Referring expression pointing data

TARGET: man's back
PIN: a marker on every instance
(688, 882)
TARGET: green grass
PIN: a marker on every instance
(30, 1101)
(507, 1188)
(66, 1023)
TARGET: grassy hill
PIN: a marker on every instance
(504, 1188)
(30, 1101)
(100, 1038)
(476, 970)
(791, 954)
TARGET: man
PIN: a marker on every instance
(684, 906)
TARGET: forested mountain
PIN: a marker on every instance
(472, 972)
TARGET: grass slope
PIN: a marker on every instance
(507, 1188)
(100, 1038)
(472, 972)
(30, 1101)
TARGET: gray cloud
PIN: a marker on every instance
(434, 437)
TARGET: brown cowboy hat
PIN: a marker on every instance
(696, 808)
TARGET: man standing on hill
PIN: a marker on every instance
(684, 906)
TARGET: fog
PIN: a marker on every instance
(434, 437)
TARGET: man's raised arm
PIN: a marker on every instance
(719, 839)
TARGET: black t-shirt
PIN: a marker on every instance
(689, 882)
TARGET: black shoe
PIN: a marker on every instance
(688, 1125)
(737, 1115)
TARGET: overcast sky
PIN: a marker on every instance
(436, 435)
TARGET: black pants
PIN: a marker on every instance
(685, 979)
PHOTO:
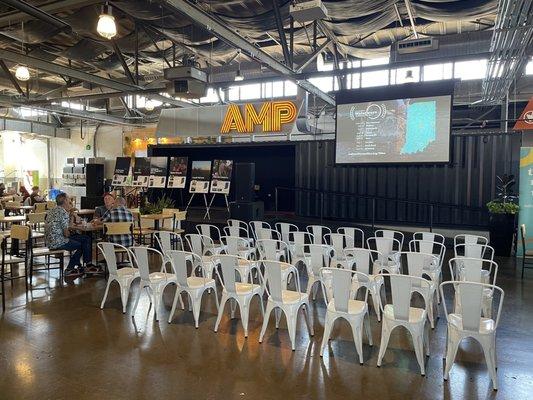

### The problem
Lines from the one holding "TARGET: grass slope" down to the last line of the entries above must be retyped exactly, inclusive of both, with no pictures and nothing else.

### Response
TARGET: grass slope
PIN: a marker on every instance
(507, 1188)
(100, 1038)
(472, 972)
(30, 1101)
TARGET: gray cloud
PIN: a marker on every instance
(434, 437)
TARGET: brown cowboy hat
PIN: a marker on every instance
(696, 808)
TARGET: man standing on hill
PIN: a marker on every instance
(684, 906)
TARGET: fog
PIN: a marker on every instance
(434, 437)
TARGET: man's raised arm
PIN: a marker on every instance
(719, 839)
TARGET: black t-shirt
PIN: a marker on every instance
(689, 882)
TARGET: black shoe
PIN: a marker on every instance
(688, 1125)
(737, 1115)
TARGET: overcast sky
PIN: a marker on every instance
(436, 435)
TARGET: black pants
PIN: a marker on every instance
(685, 979)
PHOTO:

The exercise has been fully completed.